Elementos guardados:

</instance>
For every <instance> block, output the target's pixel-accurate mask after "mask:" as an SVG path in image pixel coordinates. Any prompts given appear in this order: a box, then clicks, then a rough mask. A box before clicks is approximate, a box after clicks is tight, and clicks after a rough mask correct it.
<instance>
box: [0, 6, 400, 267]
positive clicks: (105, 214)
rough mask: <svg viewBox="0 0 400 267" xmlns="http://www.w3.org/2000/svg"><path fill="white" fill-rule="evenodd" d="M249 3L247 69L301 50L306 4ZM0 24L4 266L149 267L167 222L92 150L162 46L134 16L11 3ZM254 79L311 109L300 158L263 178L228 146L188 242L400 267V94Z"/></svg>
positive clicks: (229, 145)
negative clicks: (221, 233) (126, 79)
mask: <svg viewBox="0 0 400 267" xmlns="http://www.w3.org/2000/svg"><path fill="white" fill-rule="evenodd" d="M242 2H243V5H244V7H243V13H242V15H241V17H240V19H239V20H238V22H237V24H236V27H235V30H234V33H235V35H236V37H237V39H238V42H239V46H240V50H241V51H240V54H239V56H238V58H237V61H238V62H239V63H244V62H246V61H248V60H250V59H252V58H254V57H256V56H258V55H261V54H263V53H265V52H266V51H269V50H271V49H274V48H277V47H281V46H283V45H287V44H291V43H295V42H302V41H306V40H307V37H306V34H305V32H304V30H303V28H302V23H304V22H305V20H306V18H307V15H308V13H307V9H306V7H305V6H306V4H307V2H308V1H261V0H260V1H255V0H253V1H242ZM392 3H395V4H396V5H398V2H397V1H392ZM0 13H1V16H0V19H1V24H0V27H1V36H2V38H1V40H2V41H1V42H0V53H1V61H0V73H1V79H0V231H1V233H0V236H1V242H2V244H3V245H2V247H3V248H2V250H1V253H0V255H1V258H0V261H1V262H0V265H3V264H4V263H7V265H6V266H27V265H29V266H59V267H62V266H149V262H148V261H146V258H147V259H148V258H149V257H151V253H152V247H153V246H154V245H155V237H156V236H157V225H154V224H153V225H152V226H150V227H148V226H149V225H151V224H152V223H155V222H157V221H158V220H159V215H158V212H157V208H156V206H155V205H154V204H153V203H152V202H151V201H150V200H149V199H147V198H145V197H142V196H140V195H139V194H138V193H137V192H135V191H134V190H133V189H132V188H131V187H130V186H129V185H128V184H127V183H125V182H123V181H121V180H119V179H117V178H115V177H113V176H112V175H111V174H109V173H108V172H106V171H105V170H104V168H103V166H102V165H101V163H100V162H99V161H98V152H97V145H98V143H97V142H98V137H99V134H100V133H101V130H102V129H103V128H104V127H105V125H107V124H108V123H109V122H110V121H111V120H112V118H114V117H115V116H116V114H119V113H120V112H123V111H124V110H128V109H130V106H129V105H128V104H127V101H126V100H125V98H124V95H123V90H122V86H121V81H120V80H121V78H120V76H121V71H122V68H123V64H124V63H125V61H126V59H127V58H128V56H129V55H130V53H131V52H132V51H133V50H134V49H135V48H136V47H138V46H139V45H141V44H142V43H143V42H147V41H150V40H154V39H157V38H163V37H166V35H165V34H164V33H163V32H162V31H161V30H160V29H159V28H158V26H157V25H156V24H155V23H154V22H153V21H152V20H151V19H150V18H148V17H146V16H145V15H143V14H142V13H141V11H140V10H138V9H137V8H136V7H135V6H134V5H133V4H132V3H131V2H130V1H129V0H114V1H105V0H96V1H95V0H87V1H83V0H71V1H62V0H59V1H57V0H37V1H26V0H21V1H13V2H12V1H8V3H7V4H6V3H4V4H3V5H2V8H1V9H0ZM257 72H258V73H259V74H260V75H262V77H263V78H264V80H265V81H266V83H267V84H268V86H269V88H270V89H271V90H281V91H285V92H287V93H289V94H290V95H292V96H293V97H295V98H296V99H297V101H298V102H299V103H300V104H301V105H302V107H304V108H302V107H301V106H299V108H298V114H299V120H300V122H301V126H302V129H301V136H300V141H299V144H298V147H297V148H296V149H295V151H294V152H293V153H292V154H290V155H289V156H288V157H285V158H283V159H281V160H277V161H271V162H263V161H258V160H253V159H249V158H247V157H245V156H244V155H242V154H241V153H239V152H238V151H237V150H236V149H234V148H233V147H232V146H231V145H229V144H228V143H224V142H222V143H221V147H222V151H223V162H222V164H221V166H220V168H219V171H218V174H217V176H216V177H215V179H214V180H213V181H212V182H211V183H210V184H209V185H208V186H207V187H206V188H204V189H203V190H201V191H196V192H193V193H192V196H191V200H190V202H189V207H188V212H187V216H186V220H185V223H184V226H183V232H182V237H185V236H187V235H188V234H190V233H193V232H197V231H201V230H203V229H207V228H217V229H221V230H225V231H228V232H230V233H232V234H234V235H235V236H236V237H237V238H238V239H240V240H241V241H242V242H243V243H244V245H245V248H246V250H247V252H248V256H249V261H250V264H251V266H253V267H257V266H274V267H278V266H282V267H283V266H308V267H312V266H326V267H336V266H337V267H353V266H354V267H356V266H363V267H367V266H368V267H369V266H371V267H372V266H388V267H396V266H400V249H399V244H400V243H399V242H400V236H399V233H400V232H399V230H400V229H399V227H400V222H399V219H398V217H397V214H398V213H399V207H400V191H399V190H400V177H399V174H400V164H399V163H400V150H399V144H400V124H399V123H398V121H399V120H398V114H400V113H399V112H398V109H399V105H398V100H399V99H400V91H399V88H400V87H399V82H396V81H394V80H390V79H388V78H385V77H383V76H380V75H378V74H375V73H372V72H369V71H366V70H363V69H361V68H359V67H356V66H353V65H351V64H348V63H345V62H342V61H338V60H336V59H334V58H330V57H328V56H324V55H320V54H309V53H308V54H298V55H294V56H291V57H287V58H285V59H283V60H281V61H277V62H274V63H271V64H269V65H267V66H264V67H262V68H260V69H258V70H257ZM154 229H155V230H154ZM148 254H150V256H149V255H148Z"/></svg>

=== OBJETIVO DEL EJERCICIO ===
¿Podrías presentar todas las entradas, línea por línea, en forma de lista numerada y sin las líneas en blanco?

=== RESPUESTA AL PROBLEMA ===
1. </instance>
2. For every <instance> block, output the target's pixel-accurate mask after "mask:" as an SVG path in image pixel coordinates. Any prompts given appear in this order: a box, then clicks, then a rough mask. A box before clicks is approximate, a box after clicks is tight, and clicks after a rough mask correct it.
3. <instance>
4. box: [0, 6, 400, 267]
5. positive clicks: (105, 214)
6. rough mask: <svg viewBox="0 0 400 267" xmlns="http://www.w3.org/2000/svg"><path fill="white" fill-rule="evenodd" d="M249 3L247 69L301 50L306 4ZM0 24L4 266L149 267L167 222L92 150L162 46L134 16L11 3ZM254 79L311 109L300 158L263 178L228 146L188 242L400 267V94Z"/></svg>
7. positive clicks: (229, 145)
8. negative clicks: (221, 233) (126, 79)
9. mask: <svg viewBox="0 0 400 267" xmlns="http://www.w3.org/2000/svg"><path fill="white" fill-rule="evenodd" d="M242 2H243V5H244V7H243V13H242V15H241V17H240V19H239V20H238V22H237V24H236V27H235V30H234V33H235V35H236V37H237V39H238V42H239V46H240V50H241V51H240V54H239V56H238V58H237V61H238V62H239V63H244V62H246V61H248V60H250V59H252V58H254V57H256V56H258V55H261V54H263V53H265V52H266V51H269V50H271V49H274V48H277V47H281V46H283V45H287V44H291V43H295V42H302V41H306V40H307V37H306V34H305V32H304V30H303V28H302V23H304V22H305V20H306V18H307V15H308V13H307V9H306V7H305V6H306V4H307V2H308V1H261V0H260V1H255V0H253V1H242ZM392 3H395V4H396V5H398V2H397V1H392ZM0 13H1V16H0V19H1V24H0V27H1V36H2V38H1V40H2V41H1V42H0V53H1V61H0V73H1V79H0V231H1V233H0V236H1V242H2V244H3V245H2V247H3V248H2V250H1V253H0V255H1V258H0V261H1V262H0V265H3V264H4V263H7V265H6V266H27V265H29V266H59V267H62V266H149V262H148V261H146V258H147V259H148V258H149V257H151V253H152V247H153V246H154V245H155V237H156V236H157V225H154V224H153V225H152V226H150V227H148V226H149V225H151V224H152V223H155V222H157V221H158V220H159V215H158V212H157V208H156V206H155V205H154V204H153V203H152V202H151V201H150V200H149V199H147V198H145V197H142V196H140V195H139V194H138V193H137V192H135V191H134V190H133V189H132V188H131V187H130V186H129V185H128V184H127V183H125V182H123V181H121V180H119V179H117V178H115V177H113V176H112V175H111V174H109V173H108V172H106V171H105V170H104V168H103V166H102V165H101V163H100V162H99V161H98V152H97V145H98V143H97V142H98V137H99V134H100V133H101V130H102V129H103V128H104V127H105V125H107V124H108V123H109V122H110V121H111V120H112V118H114V117H115V116H116V114H119V113H120V112H123V111H124V110H128V109H130V106H129V105H128V104H127V101H126V100H125V98H124V95H123V90H122V86H121V81H120V80H121V78H120V76H121V71H122V68H123V64H124V63H125V61H126V59H127V58H128V56H129V55H130V53H131V52H132V51H133V50H134V49H135V48H136V47H138V46H139V45H141V44H142V43H143V42H147V41H150V40H154V39H157V38H163V37H166V35H165V34H164V33H163V32H162V31H161V30H160V29H159V28H158V26H157V25H156V24H155V23H154V22H153V21H152V20H151V19H150V18H148V17H146V16H145V15H143V14H142V13H141V11H140V10H138V9H137V8H136V7H135V6H134V5H133V4H132V3H131V2H130V1H129V0H114V1H105V0H96V1H95V0H87V1H83V0H71V1H62V0H59V1H57V0H37V1H26V0H21V1H13V2H12V1H8V3H7V4H6V3H4V4H3V5H2V8H1V9H0ZM257 72H258V73H259V74H260V75H262V77H263V78H264V80H265V81H266V83H267V84H268V86H269V88H270V89H271V90H281V91H285V92H287V93H289V94H290V95H292V96H293V97H295V98H296V99H297V101H298V102H299V103H300V104H301V105H302V107H304V108H302V107H301V106H299V108H298V114H299V120H300V122H301V126H302V129H301V136H300V141H299V144H298V147H297V148H296V149H295V151H294V152H293V153H292V154H290V155H289V156H288V157H285V158H283V159H281V160H277V161H271V162H263V161H258V160H253V159H249V158H247V157H245V156H244V155H242V154H241V153H239V152H238V151H237V150H236V149H234V148H233V147H232V146H231V145H229V144H228V143H224V142H222V143H221V147H222V151H223V162H222V164H221V166H220V168H219V171H218V174H217V176H216V177H215V179H214V180H213V181H212V182H211V183H210V184H209V185H208V186H207V187H206V188H204V189H203V190H201V191H196V192H193V193H192V196H191V200H190V202H189V207H188V212H187V216H186V220H185V223H184V226H183V232H182V237H185V236H187V235H188V234H190V233H193V232H197V231H201V230H203V229H207V228H217V229H221V230H225V231H228V232H230V233H232V234H234V235H235V236H236V237H237V238H238V239H240V240H241V241H242V242H243V243H244V245H245V248H246V250H247V252H248V256H249V261H250V264H251V266H253V267H257V266H274V267H278V266H282V267H283V266H308V267H312V266H326V267H336V266H337V267H353V266H354V267H356V266H363V267H367V266H368V267H369V266H371V267H372V266H388V267H396V266H400V249H399V244H400V243H399V242H400V236H399V233H400V232H399V230H400V229H399V227H400V222H399V219H398V217H397V214H398V213H399V207H400V191H399V190H400V177H399V174H400V164H399V163H400V150H399V144H400V124H399V123H398V121H399V120H398V114H400V113H399V112H398V109H399V105H398V100H399V99H400V91H399V88H400V87H399V82H396V81H394V80H390V79H388V78H385V77H383V76H380V75H378V74H375V73H372V72H369V71H366V70H363V69H361V68H359V67H356V66H353V65H351V64H348V63H345V62H342V61H338V60H336V59H334V58H330V57H328V56H324V55H320V54H309V53H308V54H298V55H294V56H291V57H287V58H285V59H283V60H281V61H277V62H274V63H271V64H269V65H267V66H264V67H262V68H260V69H258V70H257ZM154 229H155V230H154ZM148 254H150V256H149V255H148Z"/></svg>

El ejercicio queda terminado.